EXERCISE OBJECTIVE: Extract every line of the material below that contains the word "green".

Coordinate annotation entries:
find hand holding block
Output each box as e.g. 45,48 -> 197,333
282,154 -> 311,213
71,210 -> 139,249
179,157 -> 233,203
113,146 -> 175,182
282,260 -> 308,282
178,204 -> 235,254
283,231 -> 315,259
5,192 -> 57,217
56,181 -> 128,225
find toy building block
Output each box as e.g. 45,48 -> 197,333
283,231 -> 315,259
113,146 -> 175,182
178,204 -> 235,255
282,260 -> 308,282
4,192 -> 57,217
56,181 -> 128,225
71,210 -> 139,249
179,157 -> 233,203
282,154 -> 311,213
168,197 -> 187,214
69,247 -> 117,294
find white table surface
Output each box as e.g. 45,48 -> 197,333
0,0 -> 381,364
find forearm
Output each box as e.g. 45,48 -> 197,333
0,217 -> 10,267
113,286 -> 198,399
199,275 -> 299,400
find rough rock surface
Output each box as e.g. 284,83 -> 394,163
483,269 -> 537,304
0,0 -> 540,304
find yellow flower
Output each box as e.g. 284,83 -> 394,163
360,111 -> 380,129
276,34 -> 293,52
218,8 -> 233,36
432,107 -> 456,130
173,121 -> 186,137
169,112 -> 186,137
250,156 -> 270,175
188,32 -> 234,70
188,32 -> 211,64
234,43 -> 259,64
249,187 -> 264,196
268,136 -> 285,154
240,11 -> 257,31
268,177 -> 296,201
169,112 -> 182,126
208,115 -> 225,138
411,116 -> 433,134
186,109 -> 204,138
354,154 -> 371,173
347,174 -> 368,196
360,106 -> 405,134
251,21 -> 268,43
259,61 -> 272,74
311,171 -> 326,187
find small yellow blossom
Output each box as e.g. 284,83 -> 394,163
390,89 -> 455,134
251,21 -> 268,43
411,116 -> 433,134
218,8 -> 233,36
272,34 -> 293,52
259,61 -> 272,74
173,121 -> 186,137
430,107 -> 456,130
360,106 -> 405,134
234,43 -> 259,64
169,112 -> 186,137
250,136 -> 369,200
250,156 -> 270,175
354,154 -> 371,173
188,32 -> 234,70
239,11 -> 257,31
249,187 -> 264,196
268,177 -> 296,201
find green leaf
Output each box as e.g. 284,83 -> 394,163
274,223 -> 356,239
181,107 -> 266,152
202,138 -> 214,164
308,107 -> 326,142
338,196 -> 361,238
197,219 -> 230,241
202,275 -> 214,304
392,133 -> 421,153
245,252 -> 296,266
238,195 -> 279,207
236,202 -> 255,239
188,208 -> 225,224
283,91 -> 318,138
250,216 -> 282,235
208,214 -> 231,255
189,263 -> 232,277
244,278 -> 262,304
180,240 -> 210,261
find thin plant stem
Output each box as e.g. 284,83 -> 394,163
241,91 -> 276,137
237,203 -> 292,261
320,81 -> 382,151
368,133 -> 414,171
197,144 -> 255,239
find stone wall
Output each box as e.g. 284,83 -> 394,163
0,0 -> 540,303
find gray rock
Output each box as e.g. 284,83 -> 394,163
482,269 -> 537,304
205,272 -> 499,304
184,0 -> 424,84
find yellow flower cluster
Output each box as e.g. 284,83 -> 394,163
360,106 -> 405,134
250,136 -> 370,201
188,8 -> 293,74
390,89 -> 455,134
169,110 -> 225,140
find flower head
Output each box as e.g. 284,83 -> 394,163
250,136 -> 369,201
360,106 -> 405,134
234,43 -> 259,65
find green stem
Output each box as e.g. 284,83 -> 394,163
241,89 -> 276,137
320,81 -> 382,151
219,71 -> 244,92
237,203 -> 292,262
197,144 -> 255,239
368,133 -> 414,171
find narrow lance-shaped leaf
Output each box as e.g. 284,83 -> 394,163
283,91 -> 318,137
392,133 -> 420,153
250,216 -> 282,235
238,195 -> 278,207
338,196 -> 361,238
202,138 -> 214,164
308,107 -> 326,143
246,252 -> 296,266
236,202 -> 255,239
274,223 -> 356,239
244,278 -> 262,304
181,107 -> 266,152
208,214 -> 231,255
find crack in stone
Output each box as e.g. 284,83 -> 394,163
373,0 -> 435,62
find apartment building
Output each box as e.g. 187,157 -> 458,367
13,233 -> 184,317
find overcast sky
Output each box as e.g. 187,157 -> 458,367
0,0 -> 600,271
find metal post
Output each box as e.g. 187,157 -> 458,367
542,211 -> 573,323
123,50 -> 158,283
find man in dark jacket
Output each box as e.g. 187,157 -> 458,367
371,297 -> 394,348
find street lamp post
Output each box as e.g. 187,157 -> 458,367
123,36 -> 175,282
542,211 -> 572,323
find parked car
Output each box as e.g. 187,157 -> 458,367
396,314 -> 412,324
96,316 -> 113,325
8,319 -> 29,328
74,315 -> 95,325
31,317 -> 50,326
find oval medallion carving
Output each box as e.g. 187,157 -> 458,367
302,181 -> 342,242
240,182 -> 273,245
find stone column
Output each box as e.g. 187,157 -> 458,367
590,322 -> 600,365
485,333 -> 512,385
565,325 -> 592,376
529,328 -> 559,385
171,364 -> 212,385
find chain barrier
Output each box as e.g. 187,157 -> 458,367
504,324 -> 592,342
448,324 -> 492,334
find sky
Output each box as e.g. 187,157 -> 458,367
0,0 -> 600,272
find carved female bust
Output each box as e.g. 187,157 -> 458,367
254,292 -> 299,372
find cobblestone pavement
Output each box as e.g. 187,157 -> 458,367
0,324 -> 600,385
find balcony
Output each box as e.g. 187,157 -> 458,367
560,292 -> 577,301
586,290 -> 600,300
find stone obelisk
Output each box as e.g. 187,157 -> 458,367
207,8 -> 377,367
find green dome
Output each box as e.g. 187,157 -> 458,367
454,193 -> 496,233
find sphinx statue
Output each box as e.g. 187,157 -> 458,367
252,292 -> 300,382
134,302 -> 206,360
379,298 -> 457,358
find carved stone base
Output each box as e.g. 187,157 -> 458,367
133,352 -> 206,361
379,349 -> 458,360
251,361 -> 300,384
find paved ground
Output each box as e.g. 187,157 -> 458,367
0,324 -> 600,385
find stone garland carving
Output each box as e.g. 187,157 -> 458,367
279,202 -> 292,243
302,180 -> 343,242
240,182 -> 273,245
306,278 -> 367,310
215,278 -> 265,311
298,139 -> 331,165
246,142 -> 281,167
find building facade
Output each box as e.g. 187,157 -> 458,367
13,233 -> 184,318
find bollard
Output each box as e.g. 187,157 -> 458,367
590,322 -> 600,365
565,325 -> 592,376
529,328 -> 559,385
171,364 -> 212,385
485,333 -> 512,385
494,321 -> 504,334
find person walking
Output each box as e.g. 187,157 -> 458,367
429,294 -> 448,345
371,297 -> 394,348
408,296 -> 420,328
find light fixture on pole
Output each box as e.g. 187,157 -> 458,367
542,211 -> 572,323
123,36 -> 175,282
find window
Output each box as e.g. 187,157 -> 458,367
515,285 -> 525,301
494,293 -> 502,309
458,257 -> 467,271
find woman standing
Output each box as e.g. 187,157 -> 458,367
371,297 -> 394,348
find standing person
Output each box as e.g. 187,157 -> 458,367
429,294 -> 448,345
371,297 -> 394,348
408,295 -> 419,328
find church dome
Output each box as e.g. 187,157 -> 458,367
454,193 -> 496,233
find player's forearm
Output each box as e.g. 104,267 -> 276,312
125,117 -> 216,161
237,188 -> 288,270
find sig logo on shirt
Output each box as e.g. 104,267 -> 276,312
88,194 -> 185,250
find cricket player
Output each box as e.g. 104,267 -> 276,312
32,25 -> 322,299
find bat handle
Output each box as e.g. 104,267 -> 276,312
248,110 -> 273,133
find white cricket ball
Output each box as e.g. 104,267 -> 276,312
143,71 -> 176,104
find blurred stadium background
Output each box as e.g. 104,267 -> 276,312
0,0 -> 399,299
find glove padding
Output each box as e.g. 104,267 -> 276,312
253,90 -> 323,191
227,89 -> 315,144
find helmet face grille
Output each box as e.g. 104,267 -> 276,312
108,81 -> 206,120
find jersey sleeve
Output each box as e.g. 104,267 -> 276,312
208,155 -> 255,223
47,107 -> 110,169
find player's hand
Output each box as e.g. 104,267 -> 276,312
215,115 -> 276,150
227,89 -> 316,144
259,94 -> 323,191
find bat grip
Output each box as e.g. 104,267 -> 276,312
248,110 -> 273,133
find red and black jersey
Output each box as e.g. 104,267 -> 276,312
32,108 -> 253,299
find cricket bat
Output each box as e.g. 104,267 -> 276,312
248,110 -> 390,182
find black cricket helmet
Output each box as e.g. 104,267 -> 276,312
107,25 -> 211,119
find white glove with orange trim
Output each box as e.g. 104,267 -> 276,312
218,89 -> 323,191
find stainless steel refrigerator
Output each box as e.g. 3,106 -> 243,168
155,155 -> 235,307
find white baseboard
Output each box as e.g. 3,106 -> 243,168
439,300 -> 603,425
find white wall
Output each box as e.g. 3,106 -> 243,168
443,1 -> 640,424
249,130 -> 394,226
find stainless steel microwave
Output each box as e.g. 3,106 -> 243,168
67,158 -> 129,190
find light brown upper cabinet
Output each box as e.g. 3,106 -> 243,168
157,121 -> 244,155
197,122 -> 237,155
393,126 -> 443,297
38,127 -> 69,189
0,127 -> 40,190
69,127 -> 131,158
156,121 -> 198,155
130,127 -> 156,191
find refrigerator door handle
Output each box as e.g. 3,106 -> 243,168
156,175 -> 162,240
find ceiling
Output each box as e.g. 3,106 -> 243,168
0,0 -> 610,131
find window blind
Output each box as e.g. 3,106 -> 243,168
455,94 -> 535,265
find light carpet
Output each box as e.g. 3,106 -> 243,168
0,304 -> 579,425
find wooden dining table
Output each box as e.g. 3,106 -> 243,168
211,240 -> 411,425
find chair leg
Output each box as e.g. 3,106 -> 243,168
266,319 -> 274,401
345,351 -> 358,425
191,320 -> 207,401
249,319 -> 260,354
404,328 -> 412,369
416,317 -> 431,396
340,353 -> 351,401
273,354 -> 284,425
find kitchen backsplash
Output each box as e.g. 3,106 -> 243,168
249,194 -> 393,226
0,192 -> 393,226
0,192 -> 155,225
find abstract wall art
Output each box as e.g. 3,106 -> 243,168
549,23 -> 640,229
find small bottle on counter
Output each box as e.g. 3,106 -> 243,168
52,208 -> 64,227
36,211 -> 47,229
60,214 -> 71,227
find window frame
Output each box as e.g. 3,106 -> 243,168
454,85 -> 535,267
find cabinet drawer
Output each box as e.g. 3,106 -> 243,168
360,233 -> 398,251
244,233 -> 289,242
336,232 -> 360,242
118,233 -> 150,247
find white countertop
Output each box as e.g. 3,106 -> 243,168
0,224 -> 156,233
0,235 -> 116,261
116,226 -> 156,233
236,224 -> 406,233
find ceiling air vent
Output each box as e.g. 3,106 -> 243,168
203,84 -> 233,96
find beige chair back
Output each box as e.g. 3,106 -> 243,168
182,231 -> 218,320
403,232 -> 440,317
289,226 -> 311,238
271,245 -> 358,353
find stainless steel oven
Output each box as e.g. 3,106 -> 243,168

ANSWER TO THE EXERCISE:
find green leaf
find green stem
find green dome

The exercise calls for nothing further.